Task requirements
Return each of the items below word for word, without changing anything.

Record list
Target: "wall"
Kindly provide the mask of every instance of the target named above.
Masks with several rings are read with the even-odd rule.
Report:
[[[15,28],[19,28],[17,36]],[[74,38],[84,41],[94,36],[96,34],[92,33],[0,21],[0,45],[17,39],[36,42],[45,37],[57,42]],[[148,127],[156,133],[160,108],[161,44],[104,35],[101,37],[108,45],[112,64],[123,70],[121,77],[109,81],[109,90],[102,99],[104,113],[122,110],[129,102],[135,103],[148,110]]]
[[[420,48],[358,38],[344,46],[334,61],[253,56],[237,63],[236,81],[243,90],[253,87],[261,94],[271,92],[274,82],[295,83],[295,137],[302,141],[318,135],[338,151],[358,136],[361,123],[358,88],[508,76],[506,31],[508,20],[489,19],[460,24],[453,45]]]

Solution for this problem
Target: "wall"
Kindly provide the mask of every instance of the target named above.
Masks with several rings are read with the even-odd rule.
Report:
[[[15,28],[19,28],[17,36]],[[74,38],[84,41],[94,36],[96,34],[92,33],[0,21],[0,45],[17,39],[36,42],[45,37],[57,42]],[[148,127],[156,133],[160,108],[161,44],[104,35],[101,37],[108,45],[112,64],[123,70],[121,77],[109,81],[109,90],[102,99],[104,113],[122,110],[129,102],[135,103],[148,110]]]
[[[420,48],[358,38],[344,46],[334,61],[253,56],[237,63],[236,81],[243,90],[253,87],[261,94],[271,92],[274,82],[295,83],[295,137],[302,141],[318,135],[338,151],[358,136],[361,123],[358,88],[508,76],[506,31],[508,20],[489,19],[460,24],[453,45]]]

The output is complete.